## EXERCISE AIM:
Would you return the complete listing below word for word?
---*---
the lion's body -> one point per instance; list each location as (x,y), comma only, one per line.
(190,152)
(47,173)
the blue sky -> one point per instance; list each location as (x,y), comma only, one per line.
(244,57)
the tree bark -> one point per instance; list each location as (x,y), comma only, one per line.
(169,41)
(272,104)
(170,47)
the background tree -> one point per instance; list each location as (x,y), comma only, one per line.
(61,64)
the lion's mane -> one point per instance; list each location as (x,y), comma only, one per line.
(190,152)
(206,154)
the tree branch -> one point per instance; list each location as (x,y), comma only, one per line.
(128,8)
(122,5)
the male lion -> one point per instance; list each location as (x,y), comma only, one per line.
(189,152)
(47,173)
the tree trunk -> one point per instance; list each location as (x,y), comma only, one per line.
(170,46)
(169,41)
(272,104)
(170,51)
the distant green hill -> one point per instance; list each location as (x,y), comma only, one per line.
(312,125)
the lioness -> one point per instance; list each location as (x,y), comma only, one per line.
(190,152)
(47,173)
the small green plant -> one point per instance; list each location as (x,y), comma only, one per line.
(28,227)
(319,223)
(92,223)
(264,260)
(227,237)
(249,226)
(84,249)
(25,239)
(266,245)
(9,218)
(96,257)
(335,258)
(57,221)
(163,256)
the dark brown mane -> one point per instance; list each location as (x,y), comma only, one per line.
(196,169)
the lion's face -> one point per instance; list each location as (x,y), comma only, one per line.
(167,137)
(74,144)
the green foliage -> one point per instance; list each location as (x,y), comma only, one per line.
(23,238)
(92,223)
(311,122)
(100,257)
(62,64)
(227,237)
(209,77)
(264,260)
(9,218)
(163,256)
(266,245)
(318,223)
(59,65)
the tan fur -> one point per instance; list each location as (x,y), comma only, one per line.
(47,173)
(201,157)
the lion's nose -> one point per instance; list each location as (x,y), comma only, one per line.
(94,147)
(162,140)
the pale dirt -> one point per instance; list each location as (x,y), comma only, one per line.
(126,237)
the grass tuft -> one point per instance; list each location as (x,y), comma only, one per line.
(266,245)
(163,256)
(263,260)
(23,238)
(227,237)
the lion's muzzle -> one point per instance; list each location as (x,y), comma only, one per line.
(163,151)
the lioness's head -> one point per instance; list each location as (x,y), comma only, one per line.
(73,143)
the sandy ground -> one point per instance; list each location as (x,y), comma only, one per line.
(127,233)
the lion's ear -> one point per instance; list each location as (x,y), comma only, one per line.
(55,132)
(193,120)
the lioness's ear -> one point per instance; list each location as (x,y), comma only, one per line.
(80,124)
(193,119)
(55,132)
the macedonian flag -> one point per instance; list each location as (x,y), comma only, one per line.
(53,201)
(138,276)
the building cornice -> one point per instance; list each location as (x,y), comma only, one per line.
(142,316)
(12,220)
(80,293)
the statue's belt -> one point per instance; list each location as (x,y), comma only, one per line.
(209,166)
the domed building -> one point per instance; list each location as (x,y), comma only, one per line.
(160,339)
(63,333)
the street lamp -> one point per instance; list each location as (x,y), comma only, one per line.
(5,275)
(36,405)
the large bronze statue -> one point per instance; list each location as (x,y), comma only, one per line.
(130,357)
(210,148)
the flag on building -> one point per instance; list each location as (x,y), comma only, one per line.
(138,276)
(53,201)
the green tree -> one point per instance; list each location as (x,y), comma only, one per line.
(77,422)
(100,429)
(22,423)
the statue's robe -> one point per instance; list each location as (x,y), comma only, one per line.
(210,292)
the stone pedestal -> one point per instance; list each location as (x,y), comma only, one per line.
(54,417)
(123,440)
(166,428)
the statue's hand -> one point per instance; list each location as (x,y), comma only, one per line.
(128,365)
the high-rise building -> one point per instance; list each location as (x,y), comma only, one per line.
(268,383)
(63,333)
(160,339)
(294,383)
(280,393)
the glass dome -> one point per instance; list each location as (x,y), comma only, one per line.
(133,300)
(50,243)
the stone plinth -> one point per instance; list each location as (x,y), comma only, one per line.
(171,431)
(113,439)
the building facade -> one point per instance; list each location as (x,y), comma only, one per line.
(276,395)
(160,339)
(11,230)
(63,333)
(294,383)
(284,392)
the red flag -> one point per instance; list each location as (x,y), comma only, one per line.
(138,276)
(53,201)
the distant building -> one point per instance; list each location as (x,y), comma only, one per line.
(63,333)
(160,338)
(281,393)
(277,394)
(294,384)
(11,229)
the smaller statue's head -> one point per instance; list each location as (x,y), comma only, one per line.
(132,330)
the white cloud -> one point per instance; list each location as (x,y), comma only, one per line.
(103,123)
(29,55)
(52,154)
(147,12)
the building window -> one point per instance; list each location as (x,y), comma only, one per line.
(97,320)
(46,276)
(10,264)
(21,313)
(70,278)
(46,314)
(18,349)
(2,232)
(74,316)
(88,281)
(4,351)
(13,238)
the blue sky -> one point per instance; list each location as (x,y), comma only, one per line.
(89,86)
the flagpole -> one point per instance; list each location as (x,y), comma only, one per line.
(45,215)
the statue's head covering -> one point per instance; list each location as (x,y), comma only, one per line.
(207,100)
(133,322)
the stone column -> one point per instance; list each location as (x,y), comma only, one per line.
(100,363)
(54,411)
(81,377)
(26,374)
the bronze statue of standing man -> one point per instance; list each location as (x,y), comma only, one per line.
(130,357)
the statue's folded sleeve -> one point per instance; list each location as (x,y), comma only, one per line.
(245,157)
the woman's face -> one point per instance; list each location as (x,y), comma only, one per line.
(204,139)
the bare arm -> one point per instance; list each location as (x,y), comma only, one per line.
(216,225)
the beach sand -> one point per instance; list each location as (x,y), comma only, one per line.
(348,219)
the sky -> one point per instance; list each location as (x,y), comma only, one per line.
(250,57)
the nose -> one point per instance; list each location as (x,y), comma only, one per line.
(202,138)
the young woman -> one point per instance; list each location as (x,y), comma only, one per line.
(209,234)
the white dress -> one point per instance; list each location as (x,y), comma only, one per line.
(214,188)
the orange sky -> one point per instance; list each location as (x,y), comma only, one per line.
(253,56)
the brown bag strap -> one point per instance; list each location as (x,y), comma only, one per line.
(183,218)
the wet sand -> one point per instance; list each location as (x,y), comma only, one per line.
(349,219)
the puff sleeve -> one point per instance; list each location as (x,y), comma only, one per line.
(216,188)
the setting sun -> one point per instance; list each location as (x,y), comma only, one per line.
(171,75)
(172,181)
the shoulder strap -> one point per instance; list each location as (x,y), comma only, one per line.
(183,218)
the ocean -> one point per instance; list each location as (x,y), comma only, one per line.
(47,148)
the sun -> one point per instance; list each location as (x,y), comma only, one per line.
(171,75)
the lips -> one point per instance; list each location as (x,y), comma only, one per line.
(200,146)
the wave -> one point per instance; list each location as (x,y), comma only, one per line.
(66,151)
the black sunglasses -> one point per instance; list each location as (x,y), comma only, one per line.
---*---
## EXERCISE SOLUTION:
the lion's body -> one point per instance; list each location as (x,y), comma only, one per line.
(190,152)
(47,173)
the blue sky -> one point per instance; list each location as (x,y), comma only, one per line.
(244,57)
the tree bark -> one point per instance; list each location as (x,y), comma only, one per line.
(169,41)
(272,104)
(170,47)
the background tree -> one point per instance; list each location as (x,y), comma only, one per line.
(61,64)
the lion's mane -> one point per instance; list each location as (x,y), comma only, one per line.
(190,152)
(206,154)
the tree branch -> one point per instance; list each location as (x,y), comma only, one per line.
(128,8)
(122,5)
the male lion -> one point per instance; list each location as (x,y), comma only, one per line.
(189,152)
(47,173)
the tree trunk -> one point per instance; list each location as (x,y), comma only, one per line.
(170,46)
(169,41)
(272,104)
(170,51)
the distant green hill -> one point per instance; list each location as (x,y), comma only, one per line.
(312,125)
the lioness -> one point per instance; list each location as (x,y), comma only, one per line.
(190,152)
(47,173)
the small green plant -> one point per instance; list each location as (x,y), comma only, one per line.
(28,227)
(319,223)
(92,223)
(264,260)
(227,237)
(249,226)
(84,249)
(25,239)
(266,245)
(9,218)
(96,257)
(335,258)
(57,221)
(163,256)
the dark brown mane -> one point per instance; list each location as (x,y), comma only, one per line.
(196,169)
the lion's face -> one point per instance; list each location as (x,y), comma only, one per line.
(167,137)
(74,144)
the green foliage -> one point per instance; list each location as (x,y), comma only, one per line.
(23,238)
(92,223)
(311,122)
(100,257)
(62,64)
(227,237)
(209,77)
(264,260)
(9,218)
(163,256)
(266,245)
(318,223)
(59,65)
the tan fur -> one point per instance; list each location as (x,y), comma only, one per line.
(47,173)
(201,157)
the lion's nose -> one point per instance; list each location as (x,y), comma only, one per line.
(94,147)
(162,140)
the pale dirt -> one point per instance; list each location as (x,y), comma only, one per line.
(126,237)
the grass tuft -> one point per instance; list each location as (x,y), comma only, one per line.
(266,245)
(163,256)
(263,260)
(23,238)
(227,237)
the lion's muzzle -> one point per instance; list each location as (x,y), comma only, one per line.
(163,151)
the lioness's head -> one point per instance; list each location as (x,y), comma only, one per line.
(73,143)
the sandy ground -> one point per instance; list each location as (x,y), comma only, one per line.
(127,233)
the lion's ear -> one point per instance; list each location as (x,y), comma only, one per line.
(55,132)
(193,120)
the lioness's ear -> one point per instance; list each location as (x,y), comma only, one per line.
(80,124)
(193,119)
(55,132)
the macedonian flag -> one point per instance; list each location as (x,y), comma only, one per line.
(53,201)
(138,276)
the building cornice -> one point per instance; list each location as (x,y), comma only, one per line.
(142,316)
(12,220)
(80,293)
the statue's belt -> one point per instance; list each location as (x,y), comma only, one per line.
(209,166)
the domed building -> one point per instance; list each location as (x,y), comma only, one per line.
(160,339)
(63,333)
the street lamp -> one point per instance; list each location as (x,y), comma only, one per line.
(5,275)
(36,405)
the large bronze statue -> one point per instance; list each location as (x,y), comma only, one per line.
(130,357)
(210,148)
the flag on building -> one point per instance; list each location as (x,y), comma only, one per line.
(138,276)
(53,201)
the green tree -> one point per instance; list each location as (x,y), comma only, one per line.
(77,422)
(100,429)
(22,423)
the statue's robe -> one point per instance; list each location as (x,y), comma only, one per line.
(210,292)
the stone pedestal -> one point per instance; list each location as (x,y), comma only, one per line.
(54,417)
(123,440)
(166,428)
the statue's hand -> one point per instance; list each location as (x,y), comma only, one per line.
(128,365)
the high-rise building -> one point per instance; list each location as (x,y), comma only, one per line.
(268,383)
(63,333)
(160,339)
(294,383)
(280,393)
the glass dome -> one point per instance; list each location as (x,y), comma only, one per line.
(133,300)
(50,243)
the stone plinth -> one point per instance; list each location as (x,y), comma only, one per line.
(171,431)
(113,439)
the building facade -> one point per instance; list each location as (x,y), comma only, one per line.
(276,395)
(160,339)
(11,230)
(63,333)
(294,383)
(284,392)
the red flag -> one point per instance; list each location as (x,y), comma only, one per line.
(138,276)
(53,201)
the distant building -> one point per instance; list each location as (x,y), comma only, one per line.
(63,333)
(160,338)
(281,393)
(277,394)
(294,384)
(11,229)
the smaller statue's head -> one point per instance; list each location as (x,y), comma only, one per line.
(132,330)
the white cloud -> one point per instance; list each location as (x,y), comma only, one per line.
(103,123)
(29,55)
(52,154)
(147,12)
the building window -> one point per instance; list each location as (x,y), comma only, one per line.
(97,320)
(46,276)
(10,264)
(21,313)
(70,278)
(46,314)
(18,349)
(2,232)
(74,316)
(88,281)
(4,351)
(13,238)
the blue sky -> one point per instance; list each location as (x,y), comma only, one per line.
(89,86)
the flagpole -> one point per instance; list each location as (x,y), comma only, one per line.
(45,215)
the statue's head covering -> one point per instance; list each location as (x,y), comma only, one per line.
(207,100)
(133,322)
the stone column -> one point per instance; list each location as (x,y), comma only, one per line.
(100,363)
(54,411)
(81,377)
(26,374)
the bronze statue of standing man -> one point per instance; list each location as (x,y), comma only, one per line.
(130,357)
the statue's folded sleeve -> one point per instance; list each location as (x,y), comma only, one per line.
(245,157)
the woman's face -> one point per instance; list each location as (x,y), comma only, one per line.
(204,139)
the bare arm -> one point per instance; list each location as (x,y), comma only, one per line.
(216,225)
the beach sand -> one point per instance; list each location as (x,y), comma only, one per line.
(348,219)
the sky -> one point per instance; list each location as (x,y), comma only, one per line.
(250,57)
the nose -> one point per instance; list each location as (x,y), comma only, one per line.
(202,138)
the young woman -> one point per instance; list each location as (x,y), comma only, one per line.
(209,234)
the white dress -> one point per instance; list each location as (x,y), comma only, one per line.
(214,188)
the orange sky -> one point per instance; list each location as (x,y), comma only, one per line.
(253,56)
the brown bag strap -> one point per instance; list each location as (x,y), comma only, one per line.
(183,218)
the wet sand -> one point per instance; list each location as (x,y), comma only, one per line.
(349,219)
the puff sleeve -> one point per instance; list each location as (x,y), comma only, one per line.
(216,188)
the setting sun -> one point per instance; list each location as (x,y), comma only, one per line.
(171,75)
(172,181)
the shoulder strap -> one point per instance; list each location as (x,y), comma only, one per line.
(183,218)
the ocean -> one point per instance; list each location as (x,y), comma only, one per line.
(47,148)
the sun -> one point per instance; list each location as (x,y), comma only, one per line.
(171,75)
the lips -> one point per instance; list each location as (x,y), comma only, one per line.
(200,146)
the wave -> one point per instance; list each location as (x,y), comma only, one per line.
(66,151)
the black sunglasses -> one point per instance; list each location as (x,y), comma only, one per line.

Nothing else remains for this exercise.